■ **TASK PROMPT**:
Go through the records underneath and write each one out again exactly.

BEGIN DATA PROVIDED

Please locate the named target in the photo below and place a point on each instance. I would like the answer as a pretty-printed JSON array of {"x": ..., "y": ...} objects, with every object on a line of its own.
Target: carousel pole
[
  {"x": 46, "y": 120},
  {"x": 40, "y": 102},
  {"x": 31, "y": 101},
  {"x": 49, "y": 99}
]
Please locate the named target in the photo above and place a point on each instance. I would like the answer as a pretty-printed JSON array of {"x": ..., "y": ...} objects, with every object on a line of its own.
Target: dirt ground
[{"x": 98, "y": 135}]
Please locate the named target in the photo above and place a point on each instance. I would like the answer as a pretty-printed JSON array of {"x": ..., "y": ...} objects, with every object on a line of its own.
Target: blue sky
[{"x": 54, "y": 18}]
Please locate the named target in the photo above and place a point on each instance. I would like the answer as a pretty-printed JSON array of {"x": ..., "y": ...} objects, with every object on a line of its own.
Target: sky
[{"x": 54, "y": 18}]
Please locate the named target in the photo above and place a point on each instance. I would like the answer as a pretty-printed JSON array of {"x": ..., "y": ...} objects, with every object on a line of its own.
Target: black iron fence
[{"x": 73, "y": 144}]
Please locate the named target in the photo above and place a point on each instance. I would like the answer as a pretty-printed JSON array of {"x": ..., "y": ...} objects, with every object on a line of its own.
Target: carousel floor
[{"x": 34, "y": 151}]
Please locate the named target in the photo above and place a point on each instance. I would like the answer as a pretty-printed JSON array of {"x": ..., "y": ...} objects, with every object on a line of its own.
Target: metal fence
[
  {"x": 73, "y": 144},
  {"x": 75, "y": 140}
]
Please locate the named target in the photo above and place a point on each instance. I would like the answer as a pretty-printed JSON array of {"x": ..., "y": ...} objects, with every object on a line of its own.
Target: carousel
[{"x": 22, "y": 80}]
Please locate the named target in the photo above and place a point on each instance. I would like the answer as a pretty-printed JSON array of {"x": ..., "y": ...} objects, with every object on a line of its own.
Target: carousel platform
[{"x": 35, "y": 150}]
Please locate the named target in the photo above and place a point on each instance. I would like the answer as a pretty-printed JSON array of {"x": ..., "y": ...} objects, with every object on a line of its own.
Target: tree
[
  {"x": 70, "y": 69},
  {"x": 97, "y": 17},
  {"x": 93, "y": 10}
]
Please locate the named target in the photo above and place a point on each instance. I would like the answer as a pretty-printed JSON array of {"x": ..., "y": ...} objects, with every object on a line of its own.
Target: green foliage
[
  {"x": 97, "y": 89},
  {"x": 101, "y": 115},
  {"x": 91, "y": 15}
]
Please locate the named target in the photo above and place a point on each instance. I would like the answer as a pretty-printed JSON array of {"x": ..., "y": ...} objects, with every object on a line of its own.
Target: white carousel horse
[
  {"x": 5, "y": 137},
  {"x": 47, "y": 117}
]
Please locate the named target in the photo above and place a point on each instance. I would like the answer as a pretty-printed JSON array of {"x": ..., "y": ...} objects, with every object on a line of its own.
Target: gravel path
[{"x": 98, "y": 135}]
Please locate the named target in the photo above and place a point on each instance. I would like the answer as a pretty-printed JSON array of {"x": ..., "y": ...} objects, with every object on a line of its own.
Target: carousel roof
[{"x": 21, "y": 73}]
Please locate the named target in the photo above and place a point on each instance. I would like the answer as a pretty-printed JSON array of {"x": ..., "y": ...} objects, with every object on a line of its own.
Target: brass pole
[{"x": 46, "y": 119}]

END DATA PROVIDED

■ **OUTPUT FOR THIS EXERCISE**:
Please locate the named target in the photo below and place a point on each instance. I would like the answer as a pretty-printed JSON array of {"x": ..., "y": ...} objects, with every object on a line of its own.
Target: carousel pole
[
  {"x": 46, "y": 120},
  {"x": 40, "y": 102},
  {"x": 31, "y": 101},
  {"x": 49, "y": 99}
]
Please locate the named target in the photo above and place a point on each instance. I would like the answer as a pretty-printed JSON array of {"x": ..., "y": ...} objects, with every object on a line of its own.
Target: dirt ground
[{"x": 98, "y": 135}]
Please locate the named target in the photo above and place a point on each instance. I would like the answer as a pretty-printed JSON array of {"x": ..., "y": ...} objects, with every object on a line of its own.
Target: blue sky
[{"x": 54, "y": 18}]
Please locate the named target in the photo above and place a point on each instance. I would like the answer as a pretty-printed JSON array of {"x": ..., "y": ...} objects, with every object on a line of its own.
Target: sky
[{"x": 54, "y": 18}]
Please locate the named target in the photo above and place a point on each instance. I would like the answer as a pretty-printed JSON array of {"x": ..., "y": ...} objects, with every object on a line of its own.
Target: black iron fence
[{"x": 73, "y": 144}]
Please locate the named target in the photo above and place a point on each instance. I would like the answer as a pretty-printed JSON array of {"x": ..., "y": ...} objects, with every object on a line of its own.
Target: carousel floor
[{"x": 34, "y": 151}]
Please locate the named target in the photo above and place a point on each instance. I would like the answer as a pretty-printed JSON array of {"x": ..., "y": ...} objects, with every object on a line of its own.
Target: metal fence
[
  {"x": 73, "y": 144},
  {"x": 75, "y": 140}
]
Please locate the named target in the photo above and place a point on each instance. I would like the answer as a pretty-printed JSON array of {"x": ..., "y": ...} objects, with every object on a line of its own.
Target: carousel
[{"x": 22, "y": 80}]
Please locate the named target in the photo above and place a point on each instance. I would like the answer as a pretty-printed JSON array of {"x": ..., "y": ...} objects, with every object on a line of its own.
Target: carousel platform
[{"x": 35, "y": 150}]
Please locate the named target in the photo above and place a point on each instance. I would like the answer as a pretty-printed JSON array of {"x": ..., "y": ...} objects, with every object on a line of its own.
Target: tree
[
  {"x": 70, "y": 69},
  {"x": 97, "y": 17},
  {"x": 93, "y": 10}
]
Please locate the named target in the photo above and place a point on each instance. I would like the answer as a pretty-printed JSON array of {"x": ..., "y": ...} objects, with every object on a line of its own.
Target: green foliage
[
  {"x": 97, "y": 89},
  {"x": 101, "y": 115},
  {"x": 91, "y": 15}
]
Please locate the named target in the photo above and place a point on each instance. I would like the answer as a pretty-printed JSON array of {"x": ..., "y": ...} objects, with every object on a line of its own.
Target: white carousel horse
[
  {"x": 5, "y": 137},
  {"x": 47, "y": 117}
]
Please locate the named target in the photo above and place a point on each instance. I would like the answer as a pretty-printed JSON array of {"x": ..., "y": ...} objects, with every object on a line of its own.
Target: gravel path
[{"x": 98, "y": 135}]
Please locate the named target in the photo above and place a point on each instance. I would like the answer as a pretty-printed JSON array of {"x": ..., "y": ...} objects, with every object on a line of its own.
Target: carousel roof
[{"x": 21, "y": 73}]
Please locate the named target in the photo above and place a point on each instance. I would like the answer as a pretty-printed JSON array of {"x": ..., "y": ...} objects, with every object on a line of its own.
Target: brass pole
[{"x": 46, "y": 119}]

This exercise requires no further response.